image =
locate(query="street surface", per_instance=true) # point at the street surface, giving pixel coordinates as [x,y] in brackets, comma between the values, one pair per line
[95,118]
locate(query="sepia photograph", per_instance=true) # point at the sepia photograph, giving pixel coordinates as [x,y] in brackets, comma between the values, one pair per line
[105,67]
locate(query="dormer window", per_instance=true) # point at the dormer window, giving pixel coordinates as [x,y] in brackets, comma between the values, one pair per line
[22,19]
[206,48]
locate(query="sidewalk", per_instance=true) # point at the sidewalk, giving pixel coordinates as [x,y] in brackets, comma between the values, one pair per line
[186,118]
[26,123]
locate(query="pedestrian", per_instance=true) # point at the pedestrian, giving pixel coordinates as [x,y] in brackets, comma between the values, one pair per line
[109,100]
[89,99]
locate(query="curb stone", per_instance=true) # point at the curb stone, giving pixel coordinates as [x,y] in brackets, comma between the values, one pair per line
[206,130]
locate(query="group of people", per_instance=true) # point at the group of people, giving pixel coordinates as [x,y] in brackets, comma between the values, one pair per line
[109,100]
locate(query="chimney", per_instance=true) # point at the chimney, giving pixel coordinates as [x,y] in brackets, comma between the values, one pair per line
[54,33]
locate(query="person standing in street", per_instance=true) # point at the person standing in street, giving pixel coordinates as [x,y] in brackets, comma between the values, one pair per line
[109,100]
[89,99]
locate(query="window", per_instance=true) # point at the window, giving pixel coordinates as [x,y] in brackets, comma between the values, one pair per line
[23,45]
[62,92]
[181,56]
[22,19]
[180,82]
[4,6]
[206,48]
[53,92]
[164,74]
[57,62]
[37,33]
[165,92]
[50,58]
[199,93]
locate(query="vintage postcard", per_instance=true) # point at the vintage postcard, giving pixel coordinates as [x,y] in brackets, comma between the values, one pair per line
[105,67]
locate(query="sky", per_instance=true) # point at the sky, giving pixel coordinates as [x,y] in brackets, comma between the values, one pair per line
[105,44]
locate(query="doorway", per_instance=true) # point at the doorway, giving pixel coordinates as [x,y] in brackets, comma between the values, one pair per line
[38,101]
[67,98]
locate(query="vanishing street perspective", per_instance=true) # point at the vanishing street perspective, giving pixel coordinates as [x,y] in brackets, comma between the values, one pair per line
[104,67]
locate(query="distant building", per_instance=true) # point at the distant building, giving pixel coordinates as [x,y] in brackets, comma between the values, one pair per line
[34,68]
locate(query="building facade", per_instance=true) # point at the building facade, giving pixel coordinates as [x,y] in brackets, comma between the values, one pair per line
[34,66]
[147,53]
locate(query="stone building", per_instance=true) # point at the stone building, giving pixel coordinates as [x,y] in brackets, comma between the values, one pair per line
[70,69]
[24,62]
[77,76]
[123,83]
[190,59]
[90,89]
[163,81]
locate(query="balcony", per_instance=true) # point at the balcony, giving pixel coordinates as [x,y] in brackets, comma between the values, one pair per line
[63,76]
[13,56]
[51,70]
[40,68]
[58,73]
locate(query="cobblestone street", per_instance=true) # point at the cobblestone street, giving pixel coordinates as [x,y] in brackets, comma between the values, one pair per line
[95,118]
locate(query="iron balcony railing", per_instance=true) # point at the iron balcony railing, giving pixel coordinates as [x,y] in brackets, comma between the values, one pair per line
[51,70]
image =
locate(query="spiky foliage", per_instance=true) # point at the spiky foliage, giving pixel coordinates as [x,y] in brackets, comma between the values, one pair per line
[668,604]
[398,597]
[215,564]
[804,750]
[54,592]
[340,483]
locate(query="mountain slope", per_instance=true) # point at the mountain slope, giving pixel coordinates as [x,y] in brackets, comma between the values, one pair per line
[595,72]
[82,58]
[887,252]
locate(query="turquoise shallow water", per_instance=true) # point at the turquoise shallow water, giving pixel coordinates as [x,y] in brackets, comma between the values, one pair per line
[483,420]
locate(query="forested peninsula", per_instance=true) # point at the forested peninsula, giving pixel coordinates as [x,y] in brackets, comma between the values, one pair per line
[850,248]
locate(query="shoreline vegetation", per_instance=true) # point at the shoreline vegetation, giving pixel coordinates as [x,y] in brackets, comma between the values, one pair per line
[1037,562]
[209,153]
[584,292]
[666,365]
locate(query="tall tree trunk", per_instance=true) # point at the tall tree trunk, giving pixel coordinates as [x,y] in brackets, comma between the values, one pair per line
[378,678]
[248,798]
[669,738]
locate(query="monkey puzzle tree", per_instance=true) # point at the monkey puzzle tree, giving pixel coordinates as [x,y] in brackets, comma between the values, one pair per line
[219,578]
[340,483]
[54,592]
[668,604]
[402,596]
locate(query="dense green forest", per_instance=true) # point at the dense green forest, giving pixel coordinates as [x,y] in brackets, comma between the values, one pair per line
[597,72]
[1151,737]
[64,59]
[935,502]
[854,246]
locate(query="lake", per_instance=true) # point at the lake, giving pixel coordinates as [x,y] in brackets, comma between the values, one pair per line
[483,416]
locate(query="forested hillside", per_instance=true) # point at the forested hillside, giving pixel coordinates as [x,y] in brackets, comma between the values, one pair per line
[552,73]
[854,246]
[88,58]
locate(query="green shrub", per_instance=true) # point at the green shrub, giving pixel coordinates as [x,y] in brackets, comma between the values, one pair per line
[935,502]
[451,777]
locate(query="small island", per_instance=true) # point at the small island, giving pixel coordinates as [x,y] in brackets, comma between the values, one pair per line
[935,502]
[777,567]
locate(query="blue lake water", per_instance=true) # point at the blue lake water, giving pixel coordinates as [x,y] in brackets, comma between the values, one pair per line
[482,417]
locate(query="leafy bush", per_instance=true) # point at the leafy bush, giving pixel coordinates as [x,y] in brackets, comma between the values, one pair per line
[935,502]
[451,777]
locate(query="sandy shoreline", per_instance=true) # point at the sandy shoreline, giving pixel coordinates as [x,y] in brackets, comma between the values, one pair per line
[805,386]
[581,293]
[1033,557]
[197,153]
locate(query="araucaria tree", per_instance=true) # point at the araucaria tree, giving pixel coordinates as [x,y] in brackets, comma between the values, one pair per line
+++++
__What you need to do__
Repeat each entry above exactly as it appears.

__Written response__
image =
locate(query="street surface", per_instance=true) # point at the street surface, giving pixel coordinates as [x,y] in brackets, comma between the values, one pair per line
[95,118]
locate(query="sepia photograph", per_instance=true) # point at the sepia photograph, giving pixel coordinates as [x,y] in brackets, comma between the values, one pair per line
[105,67]
locate(query="dormer window", per_instance=true) # point at the dormer window, giving pixel coordinates as [x,y] in brackets, comma between the values, one pair per line
[22,19]
[206,48]
locate(query="sidewalk", per_instance=true) # point at the sidewalk, giving pixel coordinates as [x,y] in brackets, comma between the values, one pair per line
[186,118]
[26,123]
locate(query="pedestrian", per_instance=true) # point at the pedestrian, giving pixel coordinates as [x,y] in brackets, comma between the values, one pair per line
[109,100]
[89,99]
locate(query="curb stone", per_instance=true) # point at the curb stone, giving pixel coordinates as [x,y] in brackets, comma between the values, one pair per line
[206,130]
locate(query="group of people", per_instance=true) # point at the group of people, giving pixel coordinates as [x,y] in brackets, comma between the values, one pair per line
[109,100]
locate(query="chimney", per_instance=true) # point at the chimney, giving pixel coordinates as [x,y] in brackets, comma between the values, one pair per line
[54,33]
locate(query="person standing in street", per_instance=true) # point at the person standing in street, giving pixel coordinates as [x,y] in brackets, comma between the values, one pair per line
[109,100]
[89,99]
locate(query="window", per_instance=true) # point at the window, giving pixel coordinates as [x,y] in brackets, comma between the values, one pair per line
[23,45]
[62,92]
[181,56]
[22,19]
[180,82]
[4,6]
[206,48]
[53,92]
[164,74]
[57,62]
[37,33]
[165,92]
[50,58]
[199,93]
locate(query="vintage postcard", per_instance=true) # point at the vintage postcard, giving pixel coordinates as [x,y] in brackets, comma between the values, one pair per line
[105,67]
locate(query="sky", per_instance=true) # point at the sky, giving pixel coordinates as [x,y] in brackets, comma between the values, one pair per line
[105,44]
locate(query="doorway", per_instance=true) # point at the doorway, giving pixel coordinates as [x,y] in brackets, comma between the values, one pair per line
[38,101]
[67,98]
locate(query="vanishing street perspective", per_instance=true) # point at the vanishing street perspective, giving pixel coordinates as [x,y] in brackets, comma between the values, one pair per line
[104,67]
locate(query="distant building", per_instance=true) # point at the distant building, giving pixel coordinates as [x,y] in brackets, comma between the values, one pair per line
[34,68]
locate(query="building facade", per_instance=true) # point at the building facade, giving pixel coordinates as [x,y] in brackets, comma between the values, one pair per line
[34,66]
[147,53]
locate(query="stone building", per_instance=true) # point at the stone building, giving pixel coordinates as [x,y] in brackets, comma between the values, one pair per line
[70,69]
[24,62]
[77,76]
[123,83]
[190,59]
[90,89]
[163,81]
locate(query="balcony", per_instance=true) # point at the balcony, giving pixel coordinates as [x,y] in brackets, comma between the values, one pair per line
[63,76]
[13,56]
[51,70]
[40,68]
[58,73]
locate(query="cobblestone street", per_instance=true) # point at the cobblestone street, giving pixel coordinates as [x,y] in brackets, comma between the values, one pair per line
[95,118]
locate(query="iron balcony railing", per_instance=true) # point at the iron balcony railing, giving pixel coordinates as [x,y] in brackets, comma between the values, one pair per line
[51,70]
image =
locate(query="spiky foliage", per_instance=true) # point at the spiky foliage, giving pixel coordinates as [x,y] in brackets, comma between the values, one pair per line
[668,604]
[398,597]
[215,564]
[804,750]
[54,592]
[340,483]
locate(query="mountain slope", per_instance=true) # point at the mountain slope, giving pixel coordinates as [x,y] in brackets, comma between the values, one pair per line
[595,72]
[82,58]
[887,252]
locate(query="turquoise shallow water", per_instance=true) # point at the turquoise shallow water, giving pixel coordinates as [x,y] in brackets, comma between the values, one pair per line
[483,420]
locate(query="forested peninsula", per_instance=true) # point at the forested peninsula, giving pixel coordinates as [x,y] in brackets, comma between the values, one pair per line
[850,248]
locate(query="shoreline vegetation", per_instance=true) # point at the shoreline vegetation, giving pixel coordinates as [x,y] in brackets, comma between the values, one pair per line
[1037,562]
[209,153]
[584,292]
[666,365]
locate(query="tall tree trunk", per_instance=true) # point at the tall tree trunk, giving pixel coordinates as [x,y] in brackets, comma between the values, one pair per line
[378,678]
[248,798]
[669,738]
locate(query="monkey puzzle tree", per_instance=true) # point at the monkey puzzle tree, giving pixel coordinates as [x,y] in brackets, comma between the values, one pair per line
[219,578]
[340,483]
[54,592]
[668,604]
[402,596]
locate(query="dense green forest", per_instance=true) # point at the dense green forest, giving pixel coordinates as [x,y] in brackets, comma between the values, one pair per line
[597,72]
[1151,737]
[64,59]
[935,502]
[854,246]
locate(query="lake", per_instance=true) # point at the lake, giving pixel coordinates as [x,y] in brackets, comma between the values, one pair per line
[483,416]
locate(query="forested hillside", per_instance=true) # point at the forested hillside, giving pixel coordinates as [x,y] in brackets, comma between the values, one pair per line
[552,73]
[854,246]
[88,58]
locate(query="green shrub", per_instance=true) # point at the green shrub, giving pixel coordinates as [x,y] in brackets, comma between the values, one pair per line
[935,502]
[451,777]
locate(query="small island", per_instance=true) # point at the small island, giving pixel coordinates as [x,y] in brackets, comma between the values, one pair per line
[935,502]
[777,567]
locate(query="blue lake water", per_instance=true) # point at the blue lake water, giving pixel coordinates as [x,y] in brackets, comma between the values, one pair per line
[482,417]
locate(query="leafy bush", per_instance=true) # point at the leafy bush, giving pixel coordinates as [x,y] in brackets, comma between the values, one pair per line
[935,502]
[451,777]
locate(query="sandy shoreline", per_instance=true) # point at the sandy shoreline, giving pixel coordinates as [x,y] in brackets, comma between the values, one pair per line
[805,386]
[581,293]
[1033,557]
[197,153]
locate(query="araucaria tree", per_instance=true) # point at the araucaria tree, giving pixel coordinates as [x,y] in brackets, comma between the values, one pair per line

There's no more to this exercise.